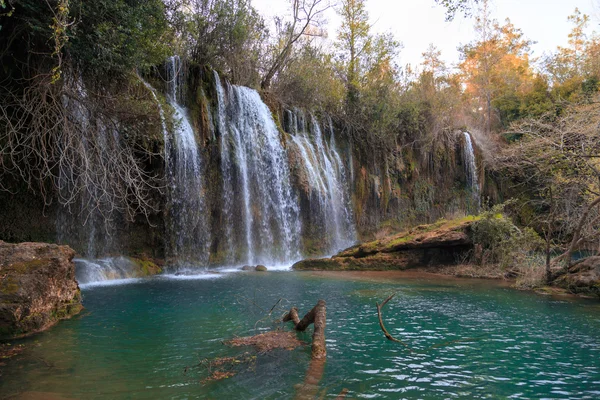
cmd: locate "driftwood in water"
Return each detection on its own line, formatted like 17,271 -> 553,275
375,293 -> 484,353
375,293 -> 412,351
283,300 -> 327,360
223,331 -> 305,353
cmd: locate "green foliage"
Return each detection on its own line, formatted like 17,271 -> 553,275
68,0 -> 170,78
473,203 -> 543,268
172,0 -> 267,86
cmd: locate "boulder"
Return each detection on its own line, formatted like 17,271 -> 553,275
554,257 -> 600,297
0,241 -> 83,339
292,217 -> 477,271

• [TASK TO CARRY OUT] In the rows above, swap every "locate" for "detect" and give the text lines back otherwise unchanged, without the pictures.

• [SOLUTION TO THE PROBLEM]
cmd: detect "driftwood in water"
Return each detection on its own line, formatted like 17,271 -> 553,275
375,293 -> 484,353
375,293 -> 412,351
283,300 -> 327,360
223,331 -> 305,353
cmd: detect "green foliage"
Return each detection on its own line, formatted like 17,271 -> 553,275
68,0 -> 170,78
473,203 -> 543,268
172,0 -> 267,86
cmd: detect "boulder"
Return each detection on its own line, formatted like 17,271 -> 553,275
554,257 -> 600,297
0,241 -> 83,339
292,217 -> 477,271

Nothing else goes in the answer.